> _EXTRACTED TEXT_
The Wisdom of Ben Sira

Editor’s introduction: This article was written by the remarkable man that Charles Coulombe has just memorialized on this site. If some copyright has been unintentionally violated by our posting the article here, we will take it down if notified by the holder. The original internet source of the piece is here.

Although it does not appear to be why Mr. Rothovius wrote the article, there is an obvious apologetical value to his piece. The book of Ecclesiasticus is one of the so-called Deuterocanonicals, rejected by Protestants as “apocryphal,” yet held by the Catholic Church (and Orthodox communions) to be inspired and canonical, therefore it may be found in the Douay-Rheims Bible.

A LITTLE over just one hundred years ago, in the spring of 1896, two unusual Victorian ladies — twin sisters, in fact — through a combination of persistence and luck, made one of the most significant discoveries up to that time, in the field of Biblical research. “Unusual” is perhaps not the right word to apply to the pair, for a surprising number of Victorian-era women were anything but the submissive doormats that current ideology makes them out to have been; still, Agnes Lewis and Margaret Gibson would have stood out from the ordinary run of people, in any epoch of time or society.

> _DATASET RECORDS_
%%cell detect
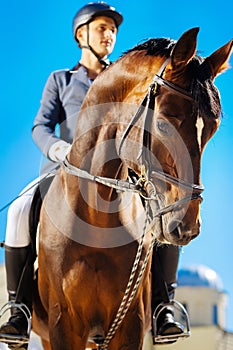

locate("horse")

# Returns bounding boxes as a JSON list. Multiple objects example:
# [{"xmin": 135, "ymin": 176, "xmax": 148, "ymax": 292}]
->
[{"xmin": 32, "ymin": 28, "xmax": 233, "ymax": 350}]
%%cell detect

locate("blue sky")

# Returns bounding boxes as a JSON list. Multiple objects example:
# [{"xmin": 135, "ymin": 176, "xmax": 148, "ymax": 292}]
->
[{"xmin": 0, "ymin": 0, "xmax": 233, "ymax": 331}]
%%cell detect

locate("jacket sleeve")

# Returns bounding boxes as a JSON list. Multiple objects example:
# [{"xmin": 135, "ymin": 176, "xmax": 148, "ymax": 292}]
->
[{"xmin": 32, "ymin": 72, "xmax": 64, "ymax": 157}]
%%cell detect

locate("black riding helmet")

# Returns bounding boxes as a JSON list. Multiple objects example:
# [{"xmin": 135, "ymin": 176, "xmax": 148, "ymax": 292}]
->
[{"xmin": 73, "ymin": 2, "xmax": 123, "ymax": 41}]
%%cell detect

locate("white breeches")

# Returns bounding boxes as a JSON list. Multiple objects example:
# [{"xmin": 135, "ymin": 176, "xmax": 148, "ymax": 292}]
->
[{"xmin": 5, "ymin": 178, "xmax": 40, "ymax": 248}]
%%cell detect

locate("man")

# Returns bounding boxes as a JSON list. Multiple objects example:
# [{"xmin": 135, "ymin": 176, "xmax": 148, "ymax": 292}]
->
[{"xmin": 0, "ymin": 2, "xmax": 182, "ymax": 348}]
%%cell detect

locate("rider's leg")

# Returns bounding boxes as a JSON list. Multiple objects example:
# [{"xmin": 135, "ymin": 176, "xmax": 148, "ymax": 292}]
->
[
  {"xmin": 152, "ymin": 245, "xmax": 184, "ymax": 336},
  {"xmin": 0, "ymin": 191, "xmax": 33, "ymax": 335}
]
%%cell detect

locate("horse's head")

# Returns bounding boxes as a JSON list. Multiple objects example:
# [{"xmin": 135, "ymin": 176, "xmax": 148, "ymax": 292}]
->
[{"xmin": 120, "ymin": 28, "xmax": 233, "ymax": 245}]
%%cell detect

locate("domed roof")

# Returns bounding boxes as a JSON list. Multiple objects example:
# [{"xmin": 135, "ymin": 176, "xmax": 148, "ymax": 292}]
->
[{"xmin": 178, "ymin": 265, "xmax": 223, "ymax": 291}]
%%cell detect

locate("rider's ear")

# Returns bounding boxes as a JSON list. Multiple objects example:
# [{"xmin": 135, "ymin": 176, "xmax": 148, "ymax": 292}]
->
[
  {"xmin": 203, "ymin": 40, "xmax": 233, "ymax": 80},
  {"xmin": 75, "ymin": 26, "xmax": 86, "ymax": 47},
  {"xmin": 170, "ymin": 28, "xmax": 199, "ymax": 70}
]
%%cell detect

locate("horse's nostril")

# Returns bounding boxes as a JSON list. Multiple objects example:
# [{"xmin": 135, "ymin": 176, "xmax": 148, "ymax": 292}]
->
[{"xmin": 168, "ymin": 220, "xmax": 182, "ymax": 238}]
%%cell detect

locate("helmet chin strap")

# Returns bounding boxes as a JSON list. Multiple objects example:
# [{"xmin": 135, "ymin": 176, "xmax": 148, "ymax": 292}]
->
[{"xmin": 80, "ymin": 23, "xmax": 110, "ymax": 68}]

> _TASKS AND EXERCISES_
[1] Based on the text on the Wisdom of Ben Sira, mark each statement below yes or no, and quote the words of the text that decide it.
(a) The editor will remove the article if the copyright holder gives notice.
(b) Protestants accept Ecclesiasticus as canonical.
(c) The discovery described took place in the autumn.
[2] Answer these questions from the text on the Wisdom of Ben Sira:
(a) In which Bible does the text say Ecclesiasticus may be found?
(b) How were Agnes Lewis and Margaret Gibson related?
(c) Who has memorialized the article's author on the site?
[3] Summarize the text on the Wisdom of Ben Sira in two sentences.

> _SOLUTIONS FOR EACH TASK_
[1]
(a) Yes: "we will take it down if notified by the holder"
(b) No: "rejected by Protestants as “apocryphal,”"
(c) No: "in the spring of 1896"

[2]
(a) The Douay-Rheims Bible
(b) They were twin sisters.
(c) Charles Coulombe

[3] An editor's introduction presents an article by a man whom Charles Coulombe has memorialized on the site, and it notes that Ecclesiasticus is a Deuterocanonical book that Protestants reject but that the Catholic Church and Orthodox communions hold to be inspired and canonical. The article opens by recounting how the twin sisters Agnes Lewis and Margaret Gibson, through persistence and luck, made one of the most significant discoveries in Biblical research up to that time in the spring of 1896.